[Data supplied]
* * *
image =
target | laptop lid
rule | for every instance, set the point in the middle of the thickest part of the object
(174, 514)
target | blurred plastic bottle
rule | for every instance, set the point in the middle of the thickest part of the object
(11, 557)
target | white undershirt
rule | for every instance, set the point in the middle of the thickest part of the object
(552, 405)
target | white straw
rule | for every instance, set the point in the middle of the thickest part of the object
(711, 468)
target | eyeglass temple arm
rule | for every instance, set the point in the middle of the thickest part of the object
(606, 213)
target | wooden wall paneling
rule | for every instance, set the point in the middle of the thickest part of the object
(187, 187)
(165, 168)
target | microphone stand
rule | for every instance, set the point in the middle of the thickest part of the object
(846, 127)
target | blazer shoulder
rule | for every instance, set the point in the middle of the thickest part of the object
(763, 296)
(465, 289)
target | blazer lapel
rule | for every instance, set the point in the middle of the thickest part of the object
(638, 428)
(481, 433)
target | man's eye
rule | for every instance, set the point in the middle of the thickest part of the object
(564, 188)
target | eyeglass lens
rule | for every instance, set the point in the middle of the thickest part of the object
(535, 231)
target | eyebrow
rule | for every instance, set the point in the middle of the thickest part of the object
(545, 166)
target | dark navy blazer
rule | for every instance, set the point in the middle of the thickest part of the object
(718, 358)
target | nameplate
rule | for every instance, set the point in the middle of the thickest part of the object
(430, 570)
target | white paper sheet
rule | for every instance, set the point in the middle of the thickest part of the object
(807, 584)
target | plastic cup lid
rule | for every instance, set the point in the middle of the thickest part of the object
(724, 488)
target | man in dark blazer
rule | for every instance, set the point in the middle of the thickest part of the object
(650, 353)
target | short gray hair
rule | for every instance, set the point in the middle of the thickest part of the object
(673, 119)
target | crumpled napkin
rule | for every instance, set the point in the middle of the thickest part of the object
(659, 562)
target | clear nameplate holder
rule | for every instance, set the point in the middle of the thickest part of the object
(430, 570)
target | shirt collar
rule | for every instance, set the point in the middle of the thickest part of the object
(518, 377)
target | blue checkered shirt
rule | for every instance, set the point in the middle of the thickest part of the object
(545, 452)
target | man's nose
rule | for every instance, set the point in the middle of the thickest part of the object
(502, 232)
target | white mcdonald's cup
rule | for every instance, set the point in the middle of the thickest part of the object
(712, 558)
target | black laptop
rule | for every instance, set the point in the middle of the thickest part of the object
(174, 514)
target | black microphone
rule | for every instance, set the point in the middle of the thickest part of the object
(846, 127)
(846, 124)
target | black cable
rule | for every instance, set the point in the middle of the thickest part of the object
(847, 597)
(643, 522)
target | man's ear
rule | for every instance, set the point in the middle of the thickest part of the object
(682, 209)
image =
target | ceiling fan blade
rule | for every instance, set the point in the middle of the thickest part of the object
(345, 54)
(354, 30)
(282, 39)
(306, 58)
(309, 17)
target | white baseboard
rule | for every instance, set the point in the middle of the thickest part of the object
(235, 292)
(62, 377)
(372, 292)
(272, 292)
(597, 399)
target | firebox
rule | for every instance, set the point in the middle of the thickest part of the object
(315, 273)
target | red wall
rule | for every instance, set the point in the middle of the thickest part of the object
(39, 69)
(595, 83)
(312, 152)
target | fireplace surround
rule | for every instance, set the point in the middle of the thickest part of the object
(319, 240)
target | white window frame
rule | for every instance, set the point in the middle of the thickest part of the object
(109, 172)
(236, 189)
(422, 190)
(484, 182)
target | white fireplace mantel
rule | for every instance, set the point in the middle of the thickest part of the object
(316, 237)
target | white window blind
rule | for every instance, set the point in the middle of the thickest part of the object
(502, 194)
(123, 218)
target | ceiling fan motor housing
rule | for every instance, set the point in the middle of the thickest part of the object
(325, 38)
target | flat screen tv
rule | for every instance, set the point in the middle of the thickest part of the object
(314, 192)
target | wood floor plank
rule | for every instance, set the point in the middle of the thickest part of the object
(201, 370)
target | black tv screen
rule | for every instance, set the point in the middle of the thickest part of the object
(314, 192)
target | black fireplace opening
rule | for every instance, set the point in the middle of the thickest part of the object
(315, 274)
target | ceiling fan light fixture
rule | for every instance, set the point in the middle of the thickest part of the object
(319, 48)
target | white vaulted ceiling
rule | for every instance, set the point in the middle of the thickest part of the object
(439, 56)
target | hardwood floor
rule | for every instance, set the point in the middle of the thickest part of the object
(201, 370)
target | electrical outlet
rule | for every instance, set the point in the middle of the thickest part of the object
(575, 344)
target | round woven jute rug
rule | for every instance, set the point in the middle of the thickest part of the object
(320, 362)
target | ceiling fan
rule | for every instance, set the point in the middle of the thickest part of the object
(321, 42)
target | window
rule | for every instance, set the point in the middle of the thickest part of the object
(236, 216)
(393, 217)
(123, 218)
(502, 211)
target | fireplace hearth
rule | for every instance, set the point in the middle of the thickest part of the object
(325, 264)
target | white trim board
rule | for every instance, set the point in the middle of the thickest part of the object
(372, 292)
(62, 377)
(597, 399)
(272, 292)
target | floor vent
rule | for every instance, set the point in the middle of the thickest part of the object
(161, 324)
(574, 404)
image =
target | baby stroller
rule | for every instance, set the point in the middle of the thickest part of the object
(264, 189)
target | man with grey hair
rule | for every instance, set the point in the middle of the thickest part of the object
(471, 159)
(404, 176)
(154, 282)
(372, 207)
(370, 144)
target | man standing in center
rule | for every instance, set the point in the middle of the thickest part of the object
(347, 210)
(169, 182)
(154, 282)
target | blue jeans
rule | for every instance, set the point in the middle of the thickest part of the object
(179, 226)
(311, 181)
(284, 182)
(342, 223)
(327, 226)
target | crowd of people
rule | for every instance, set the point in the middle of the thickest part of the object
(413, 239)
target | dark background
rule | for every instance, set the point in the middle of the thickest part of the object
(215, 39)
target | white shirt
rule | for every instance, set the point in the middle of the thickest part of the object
* * *
[What is needed]
Produce the entries again, character for character.

[Final answer]
image =
target | laptop lid
rule | for every instance, set the point in the middle of the thickest part of the object
(174, 514)
target | blurred plastic bottle
rule | for every instance, set the point in the middle of the thickest part of the object
(11, 557)
target | white undershirt
rule | for every instance, set the point in the middle of the thickest part of the object
(552, 405)
target | white straw
rule | for every instance, set the point in the middle of the thickest part of the object
(711, 468)
target | eyeglass temple arm
rule | for every instance, set the point in the middle of the thickest part of the object
(606, 213)
target | wooden wall paneling
rule | for every instance, set the point in the middle of the thickest part of the object
(187, 187)
(165, 168)
target | microphone stand
rule | for every instance, set the point in the middle of the thickest part of the object
(846, 127)
target | blazer shoulder
rule | for every instance, set the point in the middle of the thickest part of the object
(763, 296)
(465, 289)
target | blazer lapel
rule | for every instance, set the point in the middle of the thickest part of the object
(638, 428)
(481, 433)
target | man's eye
rule | for every instance, set the point in the middle of the thickest part of the object
(564, 188)
target | eyeglass lens
rule | for every instance, set the point in the middle of the thickest part of the object
(535, 231)
target | eyebrow
rule | for every instance, set the point in the middle of the thickest part of the object
(545, 166)
target | dark navy blazer
rule | for every instance, set the point in the middle of the thickest part of the object
(718, 358)
target | nameplate
rule | for every instance, set the point in the middle of the thickest part of the object
(430, 570)
target | white paper sheet
rule | for every instance, set the point in the middle of the thickest part of the object
(807, 584)
target | plastic cup lid
rule | for every instance, set the point in the middle of the thickest part of the object
(724, 488)
target | man in dark blazer
rule | for every instance, set the point in the middle of the thickest part of the object
(650, 353)
target | short gray hair
rule | for every instance, set the point in the middle of the thickest part of the object
(673, 119)
target | crumpled napkin
rule | for every instance, set the point in the middle of the thickest part of the object
(659, 562)
target | clear nameplate holder
rule | for every instance, set the point in the middle of the thickest part of the object
(430, 570)
target | shirt collar
rule | for every instance, set the point in the middle of the thickest part of the object
(518, 377)
target | blue checkered shirt
rule | for every instance, set the point in the middle of the thickest part of the object
(545, 452)
target | man's nose
rule | for every instance, set the point in the middle of the thickest part of the object
(502, 232)
target | white mcdonald's cup
rule | for every instance, set the point in the middle of the thickest part of the object
(712, 558)
target | black laptop
rule | for every instance, set the point in the middle of the thickest part of the object
(174, 514)
target | black microphone
rule | for every instance, set the point in the middle of the thickest part of the object
(846, 127)
(846, 124)
target | black cable
rule | for every instance, set the point in the middle of the thickest part of the object
(847, 597)
(643, 522)
target | man's ear
rule | for every instance, set the point in the middle of the thickest part of the object
(682, 209)
image =
target | ceiling fan blade
rule | for every instance, set the point in the middle of the thickest part of the object
(345, 54)
(354, 30)
(282, 39)
(306, 58)
(309, 17)
target | white baseboard
rule | for every instance, set the point in the middle of the thickest part of the object
(235, 292)
(62, 377)
(372, 292)
(272, 292)
(597, 399)
target | firebox
rule | for every instance, set the point in the middle of the thickest part of the object
(315, 273)
target | red wall
rule | for every instance, set the point in the middle of the thickest part of the object
(39, 69)
(595, 83)
(312, 152)
target | fireplace surround
rule | for every instance, set the point in the middle of the thickest part of the object
(319, 240)
target | white window frame
rule | for every instance, set the point in the middle of the thickest part of the object
(109, 172)
(236, 189)
(422, 190)
(484, 182)
target | white fireplace mantel
rule | for every instance, set the point in the middle of the thickest part of the object
(316, 237)
target | white window blind
rule | for every instance, set the point in the middle of the thickest part of the object
(502, 194)
(123, 218)
target | ceiling fan motor housing
rule | for every instance, set the point in the middle of the thickest part of the object
(325, 38)
target | flat screen tv
rule | for every instance, set the point in the middle of the thickest part of the object
(314, 192)
target | wood floor plank
rule | for every instance, set the point in the middle of the thickest part of the object
(201, 370)
target | black tv screen
rule | for every instance, set the point in the middle of the thickest part of the object
(314, 192)
target | black fireplace opening
rule | for every instance, set the point in the middle of the thickest part of the object
(315, 274)
target | ceiling fan light fixture
rule | for every instance, set the point in the middle of the thickest part of the object
(319, 48)
target | white vaulted ceiling
rule | for every instance, set the point in the middle of the thickest part of the object
(439, 56)
target | hardwood floor
rule | for every instance, set the point in the middle of the thickest part of the object
(201, 370)
target | electrical outlet
rule | for every instance, set the point in the middle of the thickest part of the object
(575, 344)
target | round woven jute rug
rule | for every instance, set the point in the middle of the thickest part of the object
(320, 362)
target | ceiling fan
rule | for every instance, set the point in the middle of the thickest part of the object
(321, 42)
target | window
rule | for every instance, set the point in the middle of the thickest part of the object
(236, 216)
(393, 217)
(123, 218)
(502, 211)
target | fireplace hearth
rule | for every instance, set the point in the middle of the thickest part of the object
(325, 264)
target | white trim board
rule | for every instance, set the point in the middle of the thickest part of the object
(372, 292)
(62, 377)
(597, 399)
(272, 292)
target | floor vent
rule | for every instance, set the point in the middle of the thickest part of the object
(161, 324)
(574, 404)
image =
target | baby stroller
rule | for every instance, set the point in the middle of the thickest part of the object
(264, 189)
target | man with grey hair
rule | for every instance, set the point in the middle of the thickest part of the object
(471, 159)
(404, 176)
(154, 282)
(372, 207)
(370, 144)
target | man standing in center
rule | for every instance, set the point in the middle of the thickest part of the object
(347, 210)
(169, 182)
(154, 282)
target | blue jeans
rule | for every instance, set the point in the middle of the thickest part of the object
(179, 226)
(311, 181)
(284, 182)
(342, 223)
(327, 226)
target | crowd of people
rule | for every instance, set the point in the middle of the thickest part of the object
(413, 239)
target | dark background
rule | for every instance, set the point in the middle of the thickest part of the object
(215, 39)
target | white shirt
rule | for every instance, set the point in the middle of the thickest part of the object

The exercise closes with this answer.